Please rewrite the data from the line with "of the flat" to the line with "point(491, 250)", changing "green lawn" to "grassy lawn" and leaving everything else as it is.

________________

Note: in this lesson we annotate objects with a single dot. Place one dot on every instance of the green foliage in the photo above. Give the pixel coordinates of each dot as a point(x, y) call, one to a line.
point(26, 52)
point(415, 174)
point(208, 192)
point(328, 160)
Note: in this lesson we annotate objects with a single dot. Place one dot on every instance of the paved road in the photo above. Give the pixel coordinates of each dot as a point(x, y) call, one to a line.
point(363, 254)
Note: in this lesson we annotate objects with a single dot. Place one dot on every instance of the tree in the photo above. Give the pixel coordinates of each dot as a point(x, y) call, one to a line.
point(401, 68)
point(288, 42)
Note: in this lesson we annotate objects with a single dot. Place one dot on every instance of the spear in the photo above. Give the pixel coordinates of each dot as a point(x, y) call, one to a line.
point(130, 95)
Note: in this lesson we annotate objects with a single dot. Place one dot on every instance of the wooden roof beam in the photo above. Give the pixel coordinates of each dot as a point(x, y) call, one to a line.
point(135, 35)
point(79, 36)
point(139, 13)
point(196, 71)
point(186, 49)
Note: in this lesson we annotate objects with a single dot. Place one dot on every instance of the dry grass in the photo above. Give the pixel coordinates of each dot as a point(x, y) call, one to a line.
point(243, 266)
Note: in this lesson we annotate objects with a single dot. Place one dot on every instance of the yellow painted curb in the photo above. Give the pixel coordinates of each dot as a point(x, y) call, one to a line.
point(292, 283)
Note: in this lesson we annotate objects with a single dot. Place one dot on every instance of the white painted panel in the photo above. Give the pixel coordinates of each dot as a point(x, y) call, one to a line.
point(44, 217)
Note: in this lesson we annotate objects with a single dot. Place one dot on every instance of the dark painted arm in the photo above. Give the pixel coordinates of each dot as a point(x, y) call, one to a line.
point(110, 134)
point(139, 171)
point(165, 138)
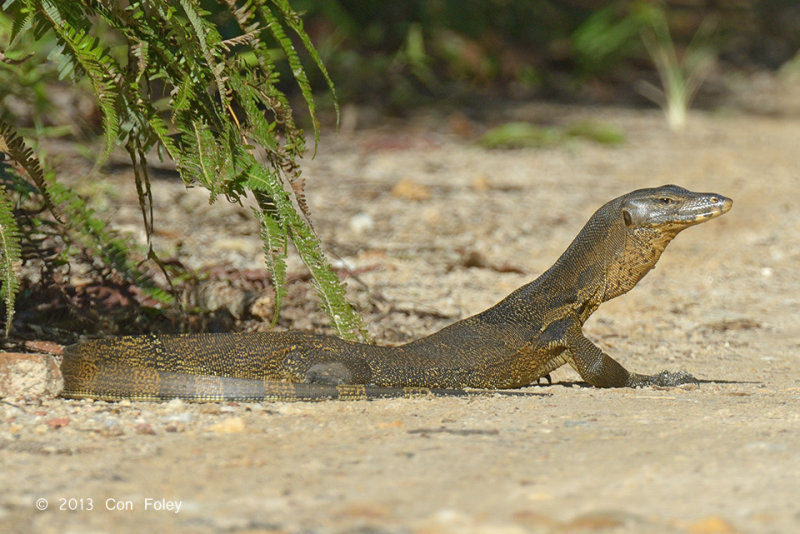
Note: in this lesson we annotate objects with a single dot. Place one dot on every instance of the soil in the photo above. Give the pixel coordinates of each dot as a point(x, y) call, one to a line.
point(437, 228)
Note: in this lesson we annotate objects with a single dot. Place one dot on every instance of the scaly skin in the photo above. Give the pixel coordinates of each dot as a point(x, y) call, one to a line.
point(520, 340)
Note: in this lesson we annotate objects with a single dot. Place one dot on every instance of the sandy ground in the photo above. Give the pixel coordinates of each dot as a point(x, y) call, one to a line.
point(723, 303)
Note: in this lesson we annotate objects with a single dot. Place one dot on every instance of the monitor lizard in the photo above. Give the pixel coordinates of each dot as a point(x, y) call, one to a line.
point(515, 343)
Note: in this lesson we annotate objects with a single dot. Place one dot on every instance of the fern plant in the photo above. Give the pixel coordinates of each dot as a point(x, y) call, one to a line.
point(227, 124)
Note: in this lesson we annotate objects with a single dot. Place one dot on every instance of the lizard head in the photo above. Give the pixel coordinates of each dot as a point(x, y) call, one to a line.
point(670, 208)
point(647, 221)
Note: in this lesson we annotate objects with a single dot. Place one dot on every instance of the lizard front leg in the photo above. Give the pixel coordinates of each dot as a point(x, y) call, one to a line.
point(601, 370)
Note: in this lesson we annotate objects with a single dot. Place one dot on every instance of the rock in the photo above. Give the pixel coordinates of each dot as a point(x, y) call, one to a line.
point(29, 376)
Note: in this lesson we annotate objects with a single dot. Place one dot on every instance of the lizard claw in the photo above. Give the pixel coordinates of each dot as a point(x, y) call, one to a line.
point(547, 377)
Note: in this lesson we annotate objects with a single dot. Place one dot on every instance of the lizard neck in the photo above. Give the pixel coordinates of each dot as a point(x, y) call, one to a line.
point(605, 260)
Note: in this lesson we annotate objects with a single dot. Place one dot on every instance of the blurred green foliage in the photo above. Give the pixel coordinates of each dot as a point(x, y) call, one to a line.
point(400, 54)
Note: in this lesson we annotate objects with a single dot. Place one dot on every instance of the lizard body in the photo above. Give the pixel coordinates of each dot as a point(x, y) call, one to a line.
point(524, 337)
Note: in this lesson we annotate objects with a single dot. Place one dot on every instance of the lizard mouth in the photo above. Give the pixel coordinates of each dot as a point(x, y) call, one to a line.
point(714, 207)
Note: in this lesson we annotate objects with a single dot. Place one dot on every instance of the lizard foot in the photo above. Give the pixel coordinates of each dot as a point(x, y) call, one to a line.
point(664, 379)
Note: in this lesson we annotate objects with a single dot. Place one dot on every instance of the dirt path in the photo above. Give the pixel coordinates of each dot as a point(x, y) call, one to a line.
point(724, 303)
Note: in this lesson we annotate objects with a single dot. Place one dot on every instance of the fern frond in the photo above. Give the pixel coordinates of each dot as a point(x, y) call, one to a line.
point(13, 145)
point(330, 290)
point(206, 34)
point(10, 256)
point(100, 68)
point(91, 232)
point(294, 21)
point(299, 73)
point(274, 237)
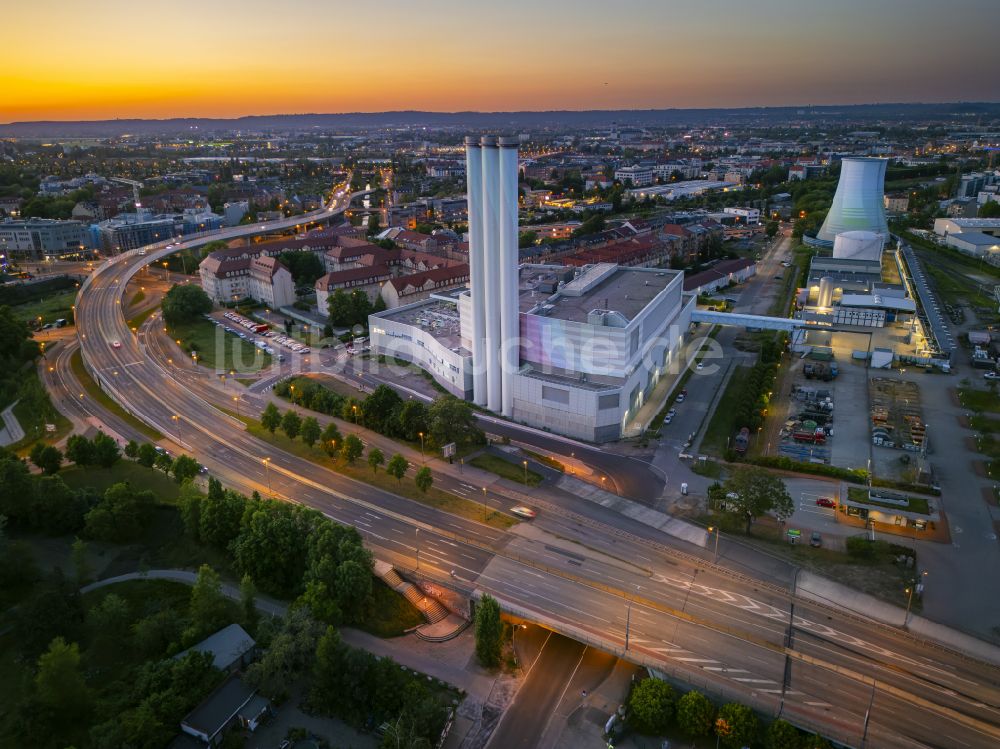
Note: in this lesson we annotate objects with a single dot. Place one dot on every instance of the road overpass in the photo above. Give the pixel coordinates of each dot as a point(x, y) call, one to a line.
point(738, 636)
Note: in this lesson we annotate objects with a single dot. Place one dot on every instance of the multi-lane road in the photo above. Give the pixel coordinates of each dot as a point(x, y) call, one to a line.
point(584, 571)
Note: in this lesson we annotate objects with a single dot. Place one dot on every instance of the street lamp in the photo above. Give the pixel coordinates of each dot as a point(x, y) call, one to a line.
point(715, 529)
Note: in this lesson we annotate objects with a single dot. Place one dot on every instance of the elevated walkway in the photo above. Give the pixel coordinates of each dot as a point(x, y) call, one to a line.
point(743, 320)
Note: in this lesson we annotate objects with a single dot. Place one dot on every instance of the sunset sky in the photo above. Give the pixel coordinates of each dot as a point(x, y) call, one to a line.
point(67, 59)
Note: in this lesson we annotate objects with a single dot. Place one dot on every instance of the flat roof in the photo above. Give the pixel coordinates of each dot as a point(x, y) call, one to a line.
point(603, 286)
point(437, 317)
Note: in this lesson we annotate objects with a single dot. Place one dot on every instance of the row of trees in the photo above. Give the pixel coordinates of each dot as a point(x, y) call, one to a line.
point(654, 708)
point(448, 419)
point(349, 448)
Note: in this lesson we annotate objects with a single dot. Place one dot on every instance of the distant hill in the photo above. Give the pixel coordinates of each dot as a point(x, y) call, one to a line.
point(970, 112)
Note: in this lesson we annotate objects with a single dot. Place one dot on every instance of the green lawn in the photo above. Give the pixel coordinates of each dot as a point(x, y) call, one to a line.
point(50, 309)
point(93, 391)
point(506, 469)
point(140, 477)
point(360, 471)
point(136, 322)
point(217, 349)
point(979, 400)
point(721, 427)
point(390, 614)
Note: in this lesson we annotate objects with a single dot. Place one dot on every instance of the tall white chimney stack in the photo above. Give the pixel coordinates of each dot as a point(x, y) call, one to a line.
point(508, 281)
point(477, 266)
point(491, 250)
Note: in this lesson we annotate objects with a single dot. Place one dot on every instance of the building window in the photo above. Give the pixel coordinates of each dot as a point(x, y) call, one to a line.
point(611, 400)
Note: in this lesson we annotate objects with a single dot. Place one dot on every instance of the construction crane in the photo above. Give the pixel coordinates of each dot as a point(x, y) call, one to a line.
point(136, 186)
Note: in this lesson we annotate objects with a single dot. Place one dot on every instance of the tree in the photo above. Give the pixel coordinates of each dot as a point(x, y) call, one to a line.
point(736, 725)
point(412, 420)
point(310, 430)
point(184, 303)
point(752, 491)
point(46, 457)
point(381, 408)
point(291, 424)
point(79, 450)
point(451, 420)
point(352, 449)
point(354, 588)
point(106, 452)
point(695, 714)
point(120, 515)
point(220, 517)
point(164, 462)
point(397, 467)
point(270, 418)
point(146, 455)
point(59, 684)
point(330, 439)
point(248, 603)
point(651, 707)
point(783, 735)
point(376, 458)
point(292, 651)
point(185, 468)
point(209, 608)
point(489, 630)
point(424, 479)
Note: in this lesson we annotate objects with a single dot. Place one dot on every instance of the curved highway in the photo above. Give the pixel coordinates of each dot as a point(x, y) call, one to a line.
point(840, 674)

________________

--- OUTPUT FOR THIS TASK ---
Note: in this lesson we annotate objects with a single dot. Place one dot on every instance of the flat roof in the photo above. Give the pixel coordinates of each dot as a point(x, y) call, one to a line.
point(603, 286)
point(437, 317)
Note: in this lesson we annotate objects with a single dot. Place one dot on every instance of the row of trees in the photo above. Give the pixel coordinates of each dot as a point(x, y) call, one to a line.
point(654, 708)
point(448, 419)
point(349, 448)
Note: in this lesson we annotate objects with a single dot. Place one dot on every instance of the distant hill in the photo above. Give the pixel coordinates of each dot as a point(x, y) call, one to a line.
point(970, 112)
Note: in this lesson we annotate objects with a single dot. Place one dot on every instance of the grassy lawn in the photo above. Give the pixel coordinates of each dot as a point(x, y) call, one to a line.
point(50, 309)
point(93, 391)
point(506, 469)
point(140, 477)
point(360, 471)
point(136, 322)
point(217, 349)
point(979, 400)
point(721, 427)
point(390, 614)
Note: in this lesson we annotate objects with a single dot. Place one dot on every instance of the tall white chimney stack in the photo above. Give the pixel coordinates of each dot as a point(x, y) call, one to a line.
point(508, 281)
point(477, 266)
point(491, 250)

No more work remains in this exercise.